### EXERCISE REQUIREMENTS
1/ In the Huntington station text, the station sits on the ruins of which Civil War-era fort?
2/ Reproduce word for word the stretch of the Huntington station text from "The station serves" through "Civil War-era fort.".

### DOCUMENT EXTRACT
+ + + + + + +
Washington Metro station

Huntington station is an island-platformed Washington Metro station in the Huntington area of Fairfax County, Virginia, United States (though its mailing address says Alexandria). The station was opened on December 17, 1983, and is operated by the Washington Metropolitan Area Transit Authority (WMATA). Serving as the southern terminus for the Yellow Line, the station is built into a hillside; the south mezzanine, along with escalator access, is accessible via an incline elevator.

The station serves the suburban area of Fairfax County and is a popular commuter station with over 3,000 parking spaces. It is located between North Kings Highway (State Route 241) and Huntington Avenue, with parking facilities and station entrances available off of both roads. Service began on December 17, 1983, making it the first station to open in Fairfax County, and the first to extend the system beyond the Capital Beltway. The station is located on the ruins of Fort Lyon, a Civil War-era fort.
+ + + + + + +
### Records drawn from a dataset

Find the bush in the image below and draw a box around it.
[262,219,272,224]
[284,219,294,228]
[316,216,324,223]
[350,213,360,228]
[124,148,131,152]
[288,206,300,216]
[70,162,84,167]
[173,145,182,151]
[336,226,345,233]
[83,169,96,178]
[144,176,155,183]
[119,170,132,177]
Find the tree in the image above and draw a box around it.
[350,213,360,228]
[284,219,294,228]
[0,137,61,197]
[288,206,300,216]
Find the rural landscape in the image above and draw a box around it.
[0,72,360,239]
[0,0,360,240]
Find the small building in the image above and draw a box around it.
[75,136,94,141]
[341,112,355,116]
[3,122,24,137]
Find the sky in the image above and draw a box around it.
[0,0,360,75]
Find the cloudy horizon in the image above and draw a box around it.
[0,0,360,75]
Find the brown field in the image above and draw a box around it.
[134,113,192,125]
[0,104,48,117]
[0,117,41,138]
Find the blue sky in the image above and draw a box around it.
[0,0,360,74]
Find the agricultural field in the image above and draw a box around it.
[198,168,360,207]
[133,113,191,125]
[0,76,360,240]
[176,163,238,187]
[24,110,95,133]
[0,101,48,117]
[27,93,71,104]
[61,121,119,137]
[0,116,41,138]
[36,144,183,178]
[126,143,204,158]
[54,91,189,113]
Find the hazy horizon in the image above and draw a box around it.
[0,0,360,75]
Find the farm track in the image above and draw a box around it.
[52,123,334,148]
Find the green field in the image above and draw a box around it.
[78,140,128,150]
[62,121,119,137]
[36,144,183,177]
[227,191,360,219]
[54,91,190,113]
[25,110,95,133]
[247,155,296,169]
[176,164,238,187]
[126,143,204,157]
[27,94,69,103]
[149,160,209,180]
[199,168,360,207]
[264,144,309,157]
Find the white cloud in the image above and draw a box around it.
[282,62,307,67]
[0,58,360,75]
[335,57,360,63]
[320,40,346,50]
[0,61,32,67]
+ + + + + + +
### ANSWERS BELOW
1/ Fort Lyon

2/
The station serves the suburban area of Fairfax County and is a popular commuter station with over 3,000 parking spaces. It is located between North Kings Highway (State Route 241) and Huntington Avenue, with parking facilities and station entrances available off of both roads. Service began on December 17, 1983, making it the first station to open in Fairfax County, and the first to extend the system beyond the Capital Beltway. The station is located on the ruins of Fort Lyon, a Civil War-era fort.